_Problem description:_ Give back the items below word for word, starting with the line that contains "range in the photograph above." and continuing through the last line of the items.

_The input:_
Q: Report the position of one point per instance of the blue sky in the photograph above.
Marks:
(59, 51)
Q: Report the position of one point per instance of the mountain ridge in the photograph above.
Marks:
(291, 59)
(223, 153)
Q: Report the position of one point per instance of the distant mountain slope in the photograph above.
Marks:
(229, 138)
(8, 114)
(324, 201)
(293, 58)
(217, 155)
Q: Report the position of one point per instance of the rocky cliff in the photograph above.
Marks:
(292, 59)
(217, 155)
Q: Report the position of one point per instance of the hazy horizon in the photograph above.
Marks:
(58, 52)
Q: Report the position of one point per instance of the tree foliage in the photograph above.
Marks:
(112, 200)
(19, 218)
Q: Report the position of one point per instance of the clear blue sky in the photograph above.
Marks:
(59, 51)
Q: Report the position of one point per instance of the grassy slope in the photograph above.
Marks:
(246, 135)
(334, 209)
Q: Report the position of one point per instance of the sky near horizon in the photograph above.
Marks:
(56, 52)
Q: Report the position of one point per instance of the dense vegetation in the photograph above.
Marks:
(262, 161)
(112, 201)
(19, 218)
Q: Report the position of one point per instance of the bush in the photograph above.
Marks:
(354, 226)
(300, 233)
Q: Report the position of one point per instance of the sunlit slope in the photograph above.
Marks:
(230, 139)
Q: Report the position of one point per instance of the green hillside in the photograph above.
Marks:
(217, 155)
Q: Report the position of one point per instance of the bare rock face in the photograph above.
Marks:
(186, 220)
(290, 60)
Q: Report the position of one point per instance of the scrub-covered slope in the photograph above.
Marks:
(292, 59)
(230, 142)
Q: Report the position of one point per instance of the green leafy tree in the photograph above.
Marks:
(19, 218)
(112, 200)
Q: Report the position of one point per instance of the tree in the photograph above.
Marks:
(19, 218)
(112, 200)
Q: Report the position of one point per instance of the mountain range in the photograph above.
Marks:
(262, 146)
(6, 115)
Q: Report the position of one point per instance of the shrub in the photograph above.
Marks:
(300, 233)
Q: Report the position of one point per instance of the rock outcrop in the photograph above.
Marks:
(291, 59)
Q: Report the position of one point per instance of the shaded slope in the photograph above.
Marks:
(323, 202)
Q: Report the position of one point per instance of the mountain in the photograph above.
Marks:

_Answer to the exercise:_
Q: Report the position of one point per instance of the mountain range in the photograph above.
Marks:
(262, 146)
(6, 115)
Q: Report the position of one point per instance of the shrub in the photograph above.
Marks:
(300, 233)
Q: Report the position of one point per instance of the rock outcrop in the photograph above.
Marks:
(291, 59)
Q: Report the position of one point per instance of the shaded slope in the photograph above.
Marks:
(323, 202)
Q: Report the position of one point per instance of the mountain in the photograph above.
Marks:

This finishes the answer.